*PROBLEM*:
State the number of lines in the listing below that contain the word "window", and nothing besides.

START SUPPLIED MATERIAL

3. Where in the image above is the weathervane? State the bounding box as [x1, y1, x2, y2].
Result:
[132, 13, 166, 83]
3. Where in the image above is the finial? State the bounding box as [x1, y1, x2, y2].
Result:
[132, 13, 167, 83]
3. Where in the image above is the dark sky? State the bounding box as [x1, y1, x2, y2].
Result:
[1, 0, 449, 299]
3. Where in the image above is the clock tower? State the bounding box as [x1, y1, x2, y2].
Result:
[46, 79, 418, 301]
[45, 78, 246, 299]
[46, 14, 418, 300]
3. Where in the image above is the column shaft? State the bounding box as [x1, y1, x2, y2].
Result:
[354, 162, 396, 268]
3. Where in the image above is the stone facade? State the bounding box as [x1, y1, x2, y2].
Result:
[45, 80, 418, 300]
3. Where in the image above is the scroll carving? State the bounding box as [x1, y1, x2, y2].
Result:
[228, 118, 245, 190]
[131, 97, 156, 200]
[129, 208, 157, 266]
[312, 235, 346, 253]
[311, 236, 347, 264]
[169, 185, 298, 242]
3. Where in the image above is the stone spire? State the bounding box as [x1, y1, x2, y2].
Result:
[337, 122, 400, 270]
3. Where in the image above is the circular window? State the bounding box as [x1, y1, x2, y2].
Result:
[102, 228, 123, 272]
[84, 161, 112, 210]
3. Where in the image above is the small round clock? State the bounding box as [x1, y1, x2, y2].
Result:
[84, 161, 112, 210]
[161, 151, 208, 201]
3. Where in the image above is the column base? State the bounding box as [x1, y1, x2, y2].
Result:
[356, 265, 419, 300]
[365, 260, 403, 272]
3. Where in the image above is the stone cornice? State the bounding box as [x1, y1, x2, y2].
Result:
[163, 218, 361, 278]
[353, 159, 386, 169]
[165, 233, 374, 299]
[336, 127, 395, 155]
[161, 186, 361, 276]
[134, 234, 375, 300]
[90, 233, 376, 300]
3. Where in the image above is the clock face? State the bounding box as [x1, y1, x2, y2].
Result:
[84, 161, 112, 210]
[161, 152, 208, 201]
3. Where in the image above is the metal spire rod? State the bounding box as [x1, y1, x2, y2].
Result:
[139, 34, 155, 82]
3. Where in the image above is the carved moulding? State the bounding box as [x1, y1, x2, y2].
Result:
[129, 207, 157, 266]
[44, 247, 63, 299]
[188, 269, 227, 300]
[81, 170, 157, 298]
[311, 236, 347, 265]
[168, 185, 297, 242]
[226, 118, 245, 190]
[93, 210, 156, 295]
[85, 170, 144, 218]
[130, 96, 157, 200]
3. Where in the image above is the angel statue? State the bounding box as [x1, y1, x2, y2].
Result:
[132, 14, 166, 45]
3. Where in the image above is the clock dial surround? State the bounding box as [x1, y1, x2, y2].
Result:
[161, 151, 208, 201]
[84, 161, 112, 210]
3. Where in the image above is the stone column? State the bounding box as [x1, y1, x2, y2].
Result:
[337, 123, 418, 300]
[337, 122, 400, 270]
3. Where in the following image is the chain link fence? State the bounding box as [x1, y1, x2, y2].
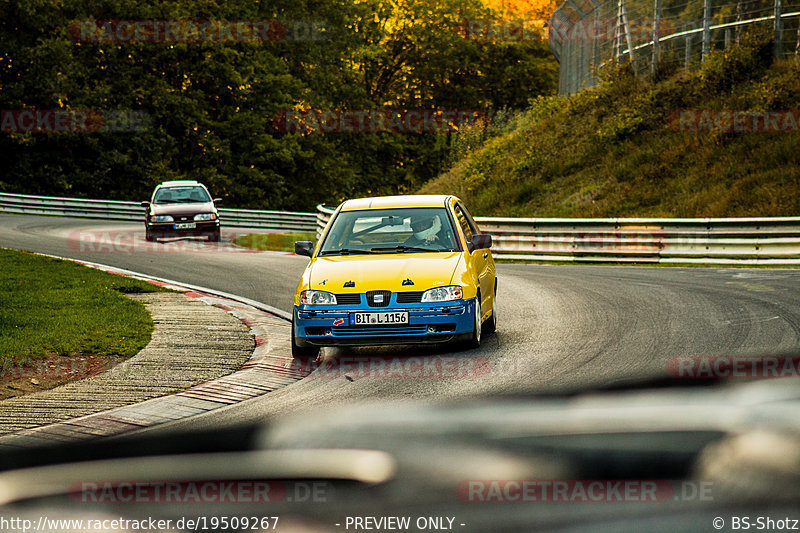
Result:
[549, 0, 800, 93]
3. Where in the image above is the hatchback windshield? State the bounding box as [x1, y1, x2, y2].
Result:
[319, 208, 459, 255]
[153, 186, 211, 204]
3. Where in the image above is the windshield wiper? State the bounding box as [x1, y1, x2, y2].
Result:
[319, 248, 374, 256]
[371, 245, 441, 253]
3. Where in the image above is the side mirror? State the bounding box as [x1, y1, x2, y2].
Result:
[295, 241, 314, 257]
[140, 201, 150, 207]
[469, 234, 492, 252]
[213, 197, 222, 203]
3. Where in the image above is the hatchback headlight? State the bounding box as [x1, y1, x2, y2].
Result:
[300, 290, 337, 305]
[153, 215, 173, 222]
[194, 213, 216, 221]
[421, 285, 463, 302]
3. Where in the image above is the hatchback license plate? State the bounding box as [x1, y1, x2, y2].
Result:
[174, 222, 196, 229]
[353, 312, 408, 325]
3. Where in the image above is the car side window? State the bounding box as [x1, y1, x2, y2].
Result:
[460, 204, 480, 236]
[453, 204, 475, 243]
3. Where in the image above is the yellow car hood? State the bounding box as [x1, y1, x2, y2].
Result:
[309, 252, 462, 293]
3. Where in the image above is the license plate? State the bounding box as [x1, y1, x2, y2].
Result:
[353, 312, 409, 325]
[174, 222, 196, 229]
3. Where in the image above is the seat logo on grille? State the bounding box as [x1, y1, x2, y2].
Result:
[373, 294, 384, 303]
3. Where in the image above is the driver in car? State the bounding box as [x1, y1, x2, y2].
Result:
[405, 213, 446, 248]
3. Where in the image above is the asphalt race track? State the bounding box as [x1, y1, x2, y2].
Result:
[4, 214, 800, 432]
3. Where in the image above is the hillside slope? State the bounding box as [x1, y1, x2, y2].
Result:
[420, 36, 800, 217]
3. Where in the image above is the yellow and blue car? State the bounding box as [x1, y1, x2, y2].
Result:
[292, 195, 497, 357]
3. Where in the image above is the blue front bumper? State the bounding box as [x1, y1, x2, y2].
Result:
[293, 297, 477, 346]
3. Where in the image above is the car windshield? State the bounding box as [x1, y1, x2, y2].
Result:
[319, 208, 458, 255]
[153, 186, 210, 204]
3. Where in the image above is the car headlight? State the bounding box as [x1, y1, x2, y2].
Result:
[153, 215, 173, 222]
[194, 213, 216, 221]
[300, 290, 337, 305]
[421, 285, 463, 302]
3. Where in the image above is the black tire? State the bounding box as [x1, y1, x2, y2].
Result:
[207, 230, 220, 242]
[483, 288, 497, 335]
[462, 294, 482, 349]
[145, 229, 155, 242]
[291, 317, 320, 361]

END SUPPLIED MATERIAL
START SUPPLIED MATERIAL

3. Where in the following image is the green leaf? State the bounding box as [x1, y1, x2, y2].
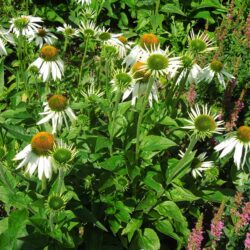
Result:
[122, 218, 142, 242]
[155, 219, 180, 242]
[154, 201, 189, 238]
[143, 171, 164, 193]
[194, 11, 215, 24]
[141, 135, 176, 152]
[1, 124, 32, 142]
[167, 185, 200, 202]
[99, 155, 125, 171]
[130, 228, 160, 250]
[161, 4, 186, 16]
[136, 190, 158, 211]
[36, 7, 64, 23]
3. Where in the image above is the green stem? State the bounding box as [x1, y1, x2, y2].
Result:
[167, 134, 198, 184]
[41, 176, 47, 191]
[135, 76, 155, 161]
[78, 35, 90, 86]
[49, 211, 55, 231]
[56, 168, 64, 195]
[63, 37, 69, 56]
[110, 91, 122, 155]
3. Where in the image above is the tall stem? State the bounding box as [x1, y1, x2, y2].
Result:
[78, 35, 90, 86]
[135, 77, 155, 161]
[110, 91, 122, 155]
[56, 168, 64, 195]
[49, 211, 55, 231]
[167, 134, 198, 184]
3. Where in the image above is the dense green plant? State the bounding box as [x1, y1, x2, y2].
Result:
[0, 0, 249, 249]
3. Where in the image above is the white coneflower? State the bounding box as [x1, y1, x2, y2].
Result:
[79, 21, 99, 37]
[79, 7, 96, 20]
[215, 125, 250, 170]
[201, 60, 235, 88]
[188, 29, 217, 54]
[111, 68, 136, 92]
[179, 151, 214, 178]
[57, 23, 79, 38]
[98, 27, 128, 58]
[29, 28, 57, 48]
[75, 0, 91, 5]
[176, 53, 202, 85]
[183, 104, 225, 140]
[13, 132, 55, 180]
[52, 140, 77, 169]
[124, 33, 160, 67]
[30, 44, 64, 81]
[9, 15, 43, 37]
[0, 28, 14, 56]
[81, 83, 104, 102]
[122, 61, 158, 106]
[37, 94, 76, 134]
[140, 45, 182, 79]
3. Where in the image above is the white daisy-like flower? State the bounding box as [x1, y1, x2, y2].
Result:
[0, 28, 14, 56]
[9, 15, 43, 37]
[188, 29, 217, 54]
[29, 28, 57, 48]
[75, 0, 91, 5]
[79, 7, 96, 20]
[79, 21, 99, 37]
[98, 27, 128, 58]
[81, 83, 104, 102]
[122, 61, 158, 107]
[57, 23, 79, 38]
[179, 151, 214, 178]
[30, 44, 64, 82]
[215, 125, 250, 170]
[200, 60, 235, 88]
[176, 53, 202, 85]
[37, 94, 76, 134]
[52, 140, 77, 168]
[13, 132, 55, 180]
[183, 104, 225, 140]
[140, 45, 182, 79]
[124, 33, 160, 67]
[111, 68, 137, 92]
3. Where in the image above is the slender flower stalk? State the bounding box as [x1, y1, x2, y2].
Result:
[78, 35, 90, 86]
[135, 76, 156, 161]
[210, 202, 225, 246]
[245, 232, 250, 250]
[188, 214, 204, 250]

END SUPPLIED MATERIAL

*EXERCISE SOLUTION*:
2